### Extracted records:
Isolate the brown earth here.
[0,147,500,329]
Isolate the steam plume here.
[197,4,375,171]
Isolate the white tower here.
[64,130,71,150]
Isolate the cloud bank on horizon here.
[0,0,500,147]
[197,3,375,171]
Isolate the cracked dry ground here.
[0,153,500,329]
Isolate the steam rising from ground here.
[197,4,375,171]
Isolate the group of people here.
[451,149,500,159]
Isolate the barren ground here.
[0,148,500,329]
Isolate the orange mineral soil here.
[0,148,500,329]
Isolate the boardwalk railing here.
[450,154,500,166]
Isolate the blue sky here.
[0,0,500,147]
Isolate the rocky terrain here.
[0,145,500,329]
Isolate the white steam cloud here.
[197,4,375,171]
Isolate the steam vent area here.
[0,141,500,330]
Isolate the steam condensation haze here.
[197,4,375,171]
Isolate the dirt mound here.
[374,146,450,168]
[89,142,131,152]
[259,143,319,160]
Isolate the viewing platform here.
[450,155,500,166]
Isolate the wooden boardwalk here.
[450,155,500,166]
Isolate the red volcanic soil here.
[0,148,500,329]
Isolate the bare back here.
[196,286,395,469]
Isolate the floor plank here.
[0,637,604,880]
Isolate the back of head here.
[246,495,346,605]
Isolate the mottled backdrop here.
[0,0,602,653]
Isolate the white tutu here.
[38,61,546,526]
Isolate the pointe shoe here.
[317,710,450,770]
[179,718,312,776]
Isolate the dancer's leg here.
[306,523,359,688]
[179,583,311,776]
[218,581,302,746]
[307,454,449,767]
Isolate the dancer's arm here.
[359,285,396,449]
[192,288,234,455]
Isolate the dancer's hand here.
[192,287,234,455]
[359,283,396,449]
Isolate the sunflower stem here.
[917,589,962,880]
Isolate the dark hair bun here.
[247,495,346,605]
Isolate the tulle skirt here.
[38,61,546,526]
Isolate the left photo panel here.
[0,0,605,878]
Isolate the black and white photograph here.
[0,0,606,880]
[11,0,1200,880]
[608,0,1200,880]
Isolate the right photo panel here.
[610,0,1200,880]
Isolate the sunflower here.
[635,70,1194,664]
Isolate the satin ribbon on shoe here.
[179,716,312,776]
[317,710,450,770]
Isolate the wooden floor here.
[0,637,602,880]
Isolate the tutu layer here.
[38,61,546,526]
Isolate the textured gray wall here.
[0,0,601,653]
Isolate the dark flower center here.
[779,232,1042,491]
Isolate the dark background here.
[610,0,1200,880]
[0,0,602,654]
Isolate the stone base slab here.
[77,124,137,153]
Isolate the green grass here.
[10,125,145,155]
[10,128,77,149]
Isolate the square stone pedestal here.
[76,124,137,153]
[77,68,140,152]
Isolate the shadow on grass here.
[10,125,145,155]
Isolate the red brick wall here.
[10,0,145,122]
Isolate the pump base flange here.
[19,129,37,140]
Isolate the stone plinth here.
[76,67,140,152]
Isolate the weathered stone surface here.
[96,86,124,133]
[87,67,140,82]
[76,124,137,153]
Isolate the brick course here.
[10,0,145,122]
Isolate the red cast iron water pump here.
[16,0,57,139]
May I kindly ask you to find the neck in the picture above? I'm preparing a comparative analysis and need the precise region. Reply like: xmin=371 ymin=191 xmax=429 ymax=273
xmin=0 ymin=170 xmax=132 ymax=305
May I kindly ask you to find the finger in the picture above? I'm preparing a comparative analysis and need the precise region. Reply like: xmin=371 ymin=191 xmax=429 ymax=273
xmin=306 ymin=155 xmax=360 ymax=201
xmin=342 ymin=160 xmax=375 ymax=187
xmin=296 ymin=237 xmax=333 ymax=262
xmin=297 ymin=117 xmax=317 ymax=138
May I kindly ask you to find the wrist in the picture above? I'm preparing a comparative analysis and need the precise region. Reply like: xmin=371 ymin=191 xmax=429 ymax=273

### Work instructions:
Reproduce every row above word for word, without changing anything.

### Answer in full:
Isolate the brown earth here.
[0,147,500,329]
Isolate the steam plume here.
[197,4,375,171]
Isolate the white tower here.
[64,130,71,150]
Isolate the cloud bank on horizon here.
[0,0,500,147]
[197,3,375,171]
Isolate the cracked dry ground here.
[0,153,500,329]
Isolate the steam rising from ground here.
[197,4,375,171]
Isolate the group of people here.
[451,149,500,159]
Isolate the barren ground here.
[0,148,500,329]
Isolate the orange mineral soil here.
[0,148,500,329]
Isolate the boardwalk railing here.
[450,154,500,166]
Isolate the blue sky here.
[0,0,500,147]
Isolate the rocky terrain here.
[0,145,500,329]
Isolate the white steam cloud here.
[197,4,375,171]
Isolate the steam vent area here.
[0,141,500,330]
Isolate the steam condensation haze here.
[197,4,375,171]
Isolate the dirt mound here.
[374,146,450,168]
[89,142,131,152]
[259,143,319,160]
Isolate the viewing platform here.
[450,155,500,166]
Isolate the wooden boardwalk here.
[450,155,500,166]
Isolate the red volcanic soil here.
[0,148,500,329]
Isolate the bare back here.
[196,286,395,469]
Isolate the floor plank here.
[0,637,604,880]
Isolate the back of head here.
[246,495,346,605]
Isolate the mottled backdrop here.
[0,0,602,653]
Isolate the white tutu here.
[38,61,546,526]
Isolate the pointe shoe here.
[317,710,450,770]
[179,718,312,776]
Isolate the dancer's leg here.
[306,523,359,688]
[179,583,311,776]
[218,581,302,746]
[307,454,449,767]
Isolate the dancer's arm here.
[359,285,396,449]
[192,288,234,455]
Isolate the dancer's hand here.
[192,287,234,455]
[359,283,396,449]
Isolate the sunflower stem here.
[917,589,962,880]
Isolate the dark hair bun here.
[247,495,346,605]
Isolate the tulle skirt here.
[38,61,546,526]
Isolate the left photo panel here.
[0,0,605,878]
Isolate the black and white photograph here.
[0,0,606,880]
[11,0,1200,880]
[608,0,1200,880]
Isolate the right photo panel here.
[610,0,1200,880]
Isolate the sunflower here.
[635,70,1194,664]
Isolate the satin ribbon on shoe here.
[179,716,312,776]
[317,710,450,770]
Isolate the wooden floor here.
[0,637,602,880]
Isolate the tutu layer here.
[38,61,546,526]
Isolate the textured gray wall here.
[0,0,601,653]
Isolate the dark flower center here.
[779,232,1042,491]
Isolate the dark background here.
[610,0,1200,880]
[0,0,602,654]
Isolate the stone base slab here.
[77,124,137,153]
Isolate the green grass here.
[10,125,145,155]
[10,128,77,149]
Isolate the square stone pedestal here.
[76,124,137,153]
[77,68,140,152]
Isolate the shadow on grass here.
[10,125,145,155]
Isolate the red brick wall here.
[10,0,145,122]
Isolate the pump base flange here.
[19,129,37,140]
Isolate the stone plinth here.
[76,67,140,152]
Isolate the weathered stone surface here.
[96,86,124,133]
[87,67,140,82]
[76,124,137,153]
Isolate the brick course here.
[10,0,145,122]
Isolate the red cast iron water pump here.
[16,0,57,139]
May I kindly ask you to find the neck in the picture above? I'm preparing a comparative analysis and need the precise region. Reply like: xmin=371 ymin=191 xmax=429 ymax=273
xmin=0 ymin=170 xmax=132 ymax=305
May I kindly ask you to find the finger in the picture above? I'm preparing a comparative analysis and need the precise region. Reply like: xmin=371 ymin=191 xmax=429 ymax=273
xmin=306 ymin=155 xmax=360 ymax=201
xmin=342 ymin=160 xmax=375 ymax=187
xmin=296 ymin=237 xmax=333 ymax=262
xmin=297 ymin=117 xmax=317 ymax=138
May I kindly ask you to find the wrist in the picture above? I'm preparing a comparative analysis and need the precise region. Reply like: xmin=371 ymin=191 xmax=429 ymax=273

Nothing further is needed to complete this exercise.